> Data listing

#####

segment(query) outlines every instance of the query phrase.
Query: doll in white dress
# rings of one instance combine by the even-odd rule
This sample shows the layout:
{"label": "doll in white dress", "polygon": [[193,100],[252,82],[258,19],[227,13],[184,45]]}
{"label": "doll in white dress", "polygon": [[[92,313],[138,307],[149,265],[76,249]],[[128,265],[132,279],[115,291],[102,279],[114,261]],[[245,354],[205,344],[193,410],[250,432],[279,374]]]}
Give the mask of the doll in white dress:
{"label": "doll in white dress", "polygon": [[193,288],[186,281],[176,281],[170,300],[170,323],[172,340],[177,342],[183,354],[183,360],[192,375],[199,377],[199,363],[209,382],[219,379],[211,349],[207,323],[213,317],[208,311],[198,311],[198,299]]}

#####

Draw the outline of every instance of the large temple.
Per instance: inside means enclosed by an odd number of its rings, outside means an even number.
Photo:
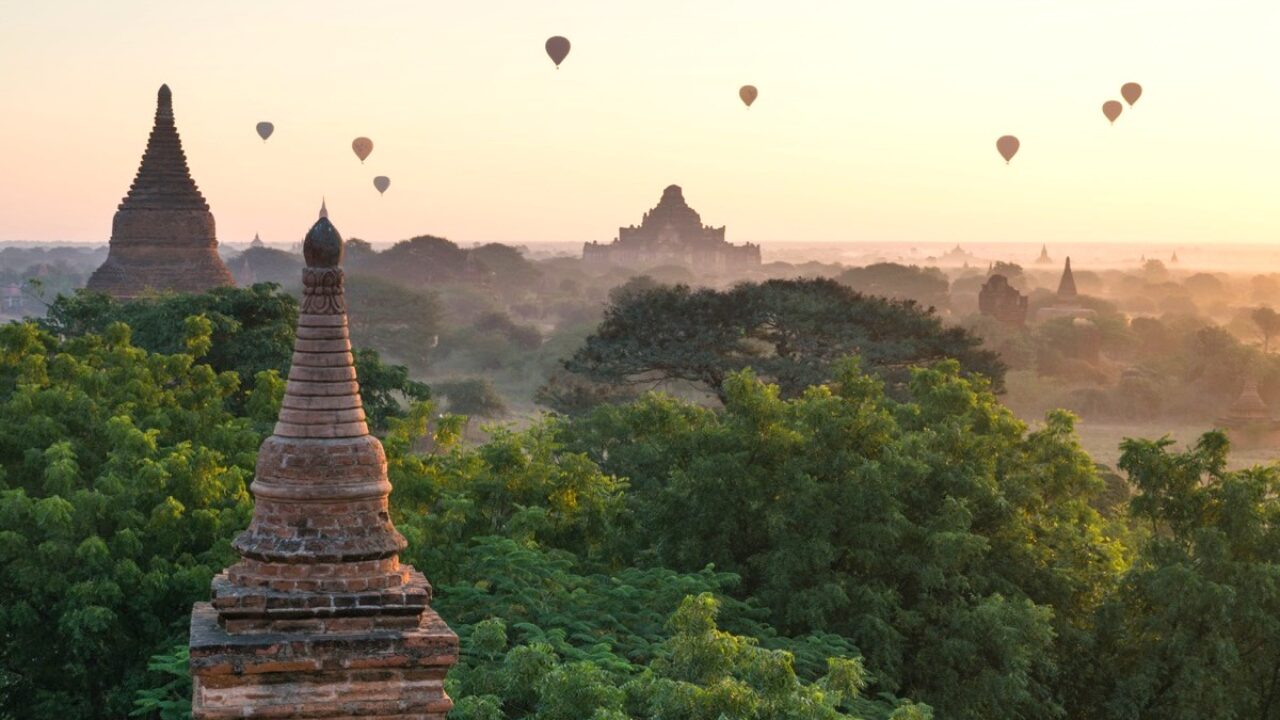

#####

In the entries above, count the lines that contain the string "every" and reply with the number only.

> Task solution
2